#### [WHAT THE TASK REQUIRES]
Print the entries below again exactly as they stand, but skip any picture.

#### [EXTRACTED DATA]

--*--

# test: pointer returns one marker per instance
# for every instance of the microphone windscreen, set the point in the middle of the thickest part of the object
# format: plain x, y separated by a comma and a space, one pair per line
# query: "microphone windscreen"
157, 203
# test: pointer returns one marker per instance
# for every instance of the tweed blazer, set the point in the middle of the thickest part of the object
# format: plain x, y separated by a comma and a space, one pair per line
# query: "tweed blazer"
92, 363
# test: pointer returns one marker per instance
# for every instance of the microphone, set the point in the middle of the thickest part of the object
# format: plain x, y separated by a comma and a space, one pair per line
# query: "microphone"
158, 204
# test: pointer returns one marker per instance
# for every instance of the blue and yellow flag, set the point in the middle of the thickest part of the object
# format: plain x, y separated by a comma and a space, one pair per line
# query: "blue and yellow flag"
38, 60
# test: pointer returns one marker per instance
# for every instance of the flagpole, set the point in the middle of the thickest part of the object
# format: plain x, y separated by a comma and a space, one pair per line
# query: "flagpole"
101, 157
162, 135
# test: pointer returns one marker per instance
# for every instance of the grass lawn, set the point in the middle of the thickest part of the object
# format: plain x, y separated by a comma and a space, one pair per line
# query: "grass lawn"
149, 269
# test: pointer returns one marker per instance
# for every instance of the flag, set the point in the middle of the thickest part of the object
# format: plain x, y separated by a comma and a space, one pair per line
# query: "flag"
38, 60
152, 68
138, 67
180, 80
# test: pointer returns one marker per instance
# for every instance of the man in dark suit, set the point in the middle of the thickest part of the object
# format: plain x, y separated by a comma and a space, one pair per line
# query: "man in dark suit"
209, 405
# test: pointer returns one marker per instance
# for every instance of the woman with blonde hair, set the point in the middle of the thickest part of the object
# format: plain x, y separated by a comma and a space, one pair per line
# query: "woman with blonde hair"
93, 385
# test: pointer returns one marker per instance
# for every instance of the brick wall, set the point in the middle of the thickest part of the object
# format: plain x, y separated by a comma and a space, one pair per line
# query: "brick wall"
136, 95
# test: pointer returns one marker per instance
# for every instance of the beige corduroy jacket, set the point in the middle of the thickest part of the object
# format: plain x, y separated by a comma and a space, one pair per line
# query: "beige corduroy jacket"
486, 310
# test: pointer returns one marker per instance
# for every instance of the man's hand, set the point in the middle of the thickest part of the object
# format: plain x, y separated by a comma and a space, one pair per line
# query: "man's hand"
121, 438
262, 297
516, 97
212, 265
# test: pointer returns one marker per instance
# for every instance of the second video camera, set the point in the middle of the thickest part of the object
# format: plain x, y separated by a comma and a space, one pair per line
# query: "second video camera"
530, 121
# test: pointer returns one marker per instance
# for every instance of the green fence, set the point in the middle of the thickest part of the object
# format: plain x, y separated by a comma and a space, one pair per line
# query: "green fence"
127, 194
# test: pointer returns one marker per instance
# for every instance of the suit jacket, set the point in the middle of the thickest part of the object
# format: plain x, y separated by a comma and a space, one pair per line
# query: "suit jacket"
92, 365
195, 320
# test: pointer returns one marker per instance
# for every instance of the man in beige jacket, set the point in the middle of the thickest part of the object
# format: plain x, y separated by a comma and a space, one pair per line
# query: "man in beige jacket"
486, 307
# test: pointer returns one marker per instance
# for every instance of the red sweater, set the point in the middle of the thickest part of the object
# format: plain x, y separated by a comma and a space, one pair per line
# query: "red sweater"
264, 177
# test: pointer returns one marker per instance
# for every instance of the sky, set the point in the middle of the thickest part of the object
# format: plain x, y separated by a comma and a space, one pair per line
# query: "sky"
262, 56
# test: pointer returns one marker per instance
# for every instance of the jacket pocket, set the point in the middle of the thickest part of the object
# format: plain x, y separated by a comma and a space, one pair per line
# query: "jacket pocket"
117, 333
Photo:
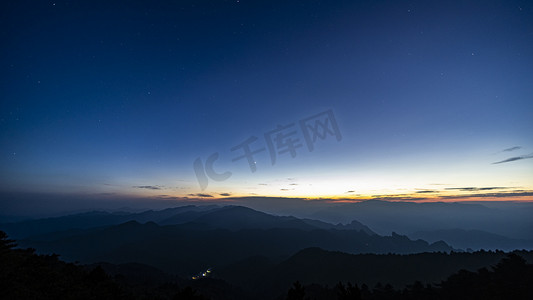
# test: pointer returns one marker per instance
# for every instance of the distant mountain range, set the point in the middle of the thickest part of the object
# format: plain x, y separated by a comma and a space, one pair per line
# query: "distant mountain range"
473, 239
187, 239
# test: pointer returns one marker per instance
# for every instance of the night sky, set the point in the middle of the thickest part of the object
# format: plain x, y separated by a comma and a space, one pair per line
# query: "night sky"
420, 100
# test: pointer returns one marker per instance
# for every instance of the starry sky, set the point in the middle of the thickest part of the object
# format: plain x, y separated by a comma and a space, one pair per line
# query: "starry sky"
401, 100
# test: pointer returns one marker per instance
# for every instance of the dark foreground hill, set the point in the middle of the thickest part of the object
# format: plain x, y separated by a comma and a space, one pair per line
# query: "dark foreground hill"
188, 248
310, 274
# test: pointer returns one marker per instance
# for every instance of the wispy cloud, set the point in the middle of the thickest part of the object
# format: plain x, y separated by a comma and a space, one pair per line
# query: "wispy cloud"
201, 195
148, 187
514, 159
473, 189
511, 149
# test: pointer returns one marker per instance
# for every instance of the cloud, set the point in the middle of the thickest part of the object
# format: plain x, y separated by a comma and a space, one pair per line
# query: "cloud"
514, 158
148, 187
473, 189
492, 195
201, 195
511, 149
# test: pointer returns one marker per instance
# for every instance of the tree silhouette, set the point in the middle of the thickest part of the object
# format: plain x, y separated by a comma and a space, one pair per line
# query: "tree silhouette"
5, 243
350, 292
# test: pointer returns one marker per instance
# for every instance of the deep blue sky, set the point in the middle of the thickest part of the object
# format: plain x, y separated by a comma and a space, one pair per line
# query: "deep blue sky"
121, 97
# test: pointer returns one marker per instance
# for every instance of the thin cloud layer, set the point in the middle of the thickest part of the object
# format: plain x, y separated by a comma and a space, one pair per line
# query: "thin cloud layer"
514, 159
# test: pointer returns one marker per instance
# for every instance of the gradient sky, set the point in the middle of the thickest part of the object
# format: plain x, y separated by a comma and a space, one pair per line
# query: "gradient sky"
121, 97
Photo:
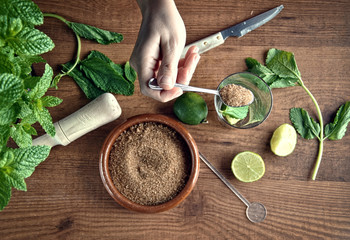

--*--

#### [REPLY TO THE EXERCISE]
# test: pointer returns one marker per instance
# for every instance of the microphone windscreen, set the point in the middle of the thickest part of the object
# format: plain x, y separated by a comma and a space, one pair per line
# query: "microphone windscreen"
157, 203
# test: pointer returns one marker per instance
# for every instance of the tweed blazer, set the point in the middle of the thickest part of the object
# format: plain x, y separated by a comma and a space, one pair per line
# query: "tweed blazer"
92, 363
# test: pointer returns one marker per instance
# for every instance of the microphone, set the point in the middle of the thickest part of the object
# format: plain x, y separated by a comma and a space, one pair per line
# query: "microphone"
158, 204
# test: pointer returns one marker per instance
# for every instance of the blue and yellow flag, set the point in the middle of the thickest part of the object
# format: plain x, y separated by a comma and a space, one pair per line
# query: "blue and yellow flag"
38, 60
# test: pointer returns one marker per instance
# for every instance of the flagpole, set the point in the middle of the thickest part of the object
# format: plain x, y separated by a comma and a space, one pair per line
# query: "flagpole"
101, 157
162, 135
# test: pointer returns one marker per instance
# for every instance of the grass lawn, set the point in the middle of the thickest part of the object
# format: plain x, y separated by a comma and a space, one pair per line
# query: "grass lawn"
149, 269
# test: pointer returns one marker per instance
# for every instance of the flag, set the point in the middle of the thickest part of the object
# format: plain x, y separated by a comma and a space, one pair per line
# query: "flag"
38, 60
152, 68
138, 67
180, 80
# test: pointer returns one marker per instance
# for every instance of the man in dark suit, set the point in the middle of the thickest part of the object
# format: plain x, y separated by a comma and a space, one pair per line
# query: "man in dark suit"
209, 405
# test: pointer returns one marker per instance
# for every instance of the woman with blonde hair, set the point in the middle of the thickest part of the object
# format: plain x, y separated by a comma and a space, one pair per line
# query: "woman with blonde hair"
93, 385
# test: pointer returns one marker per instance
# for every instance of the brick wall, set the point in the middle of the thickest part of the object
# format: plain x, y separated by a comma and a space, one pair per line
# query: "brick wall"
136, 95
# test: pointer returns one marker per instance
# for every instance of the beige corduroy jacket, set the point in the middle of the thickest part of the object
# format: plain x, y separated by a comma and a space, one pair per line
# query: "beige corduroy jacket"
486, 310
# test: pointer returns one marker per instance
# for every instance of the man's hand, set the point in the middle of the thickest part of the object
# format: plain x, y separated by a comma and a space, one pair per line
# query: "man's hand"
121, 438
262, 297
516, 97
212, 265
# test: pointer returns one marker per instance
# for every instance of the second video camera, set the point in the middle of the thickest part of the object
# format: plain x, y separated by a comma and a space, one pair per line
# query: "second video camera"
530, 121
# test: pointer returns one marker per instance
# for every instance of the green fence, set the point in the middle of the thickest part of the object
# format: plain x, y separated by a comma and a space, one pair per line
# query: "green fence"
127, 194
# test: pointer returns one marker per instance
# for every instance of the suit jacket, set the point in the middle of the thickest part of the object
# format: plain x, y separated by a comma and a space, one pair per line
# query: "suit jacket"
92, 365
195, 320
# test: pointer returns one marker per instance
# for every instance of the man in beige jacket, set the point in the middle of the thickest part of the object
# format: plain x, y separated by a comma and a space, one pair per line
# query: "man in beige jacket"
486, 307
# test: pointer returns one marker per instance
# for every instance of the red sweater, set the point in the middle of the thickest part of the object
# format: plain x, y separated by a comma and a space, one pair per line
# query: "red sweater"
264, 177
# test: pointer returns one marker per instance
# for every instance of the sky, set the point in the middle of the thickest part of the object
# format: plain x, y separated by a comma and a space, one pair per line
# query: "sky"
262, 56
# test: pointer returns one marker per instance
# for every instance of the jacket pocket, set the point in the middle of the thickest part of the object
# format: plain x, y separated by a comma and a space, one pair per line
# query: "jacket pocket"
117, 333
Photo:
# test: pointer returns one marker per instance
# for every instance of the distant mountain range, set the point in the middle of the thickest part of the object
# format: plain x, y separated by a comma and a space, one pair per line
# query: "distant mountain range"
473, 239
187, 239
# test: pointer returns one marker per instance
# for every instance of the night sky, set the point in the middle of the thickest part of the object
# format: plain x, y separated by a comma and a space, one pair per line
# query: "night sky"
420, 100
# test: pointer returns one marker per instance
# for every instance of the starry sky, set the point in the middle of the thickest part of the object
# format: plain x, y separated by a comma and a space, one pair per line
# query: "starry sky"
401, 100
# test: pointer returns one marker per instance
# for every instance of the dark foreground hill, set the point in the middle of the thickest part of the object
# format: plain x, y separated by a comma and a space, one pair per line
# query: "dark foreground hill"
188, 248
310, 274
# test: pointer returns one marker per instance
# for every instance of the wispy cloud, set the point in the middle of the thickest part of the object
# format: plain x, y separated by a comma and a space, one pair per line
# query: "wispy cloud"
201, 195
148, 187
514, 159
473, 189
511, 149
# test: pointer returns one marker per instance
# for every instance of the cloud, set the point in the middle of the thickest part of the object
# format: plain x, y separated by a comma and a space, one pair per line
# query: "cloud"
514, 158
148, 187
473, 189
492, 195
201, 195
511, 149
# test: pointer returns one marker per instance
# for every instance of the tree silhouette, set the point in the middle of the thickest part of the object
# format: plain x, y separated by a comma and a space, one pair per line
# query: "tree silhouette"
5, 243
350, 292
# test: pointer returns one marker per instance
# for every instance of the deep blue sky, set the point in the middle of the thickest part of the object
# format: plain x, y separated by a comma and a space, one pair per line
# query: "deep blue sky"
121, 97
# test: pointer returns one marker per instance
# for every instance of the thin cloud layer, set the point in the middle of the thickest part of the object
# format: plain x, y separated by a comma and a space, one pair per line
# query: "thin cloud layer"
514, 159
# test: pointer returns one marker per instance
# for every instance of the gradient sky, set the point in the middle of the thickest part of the object
# format: plain x, y separated by a comma and a space, one pair per line
# query: "gradient sky"
121, 97
Photo:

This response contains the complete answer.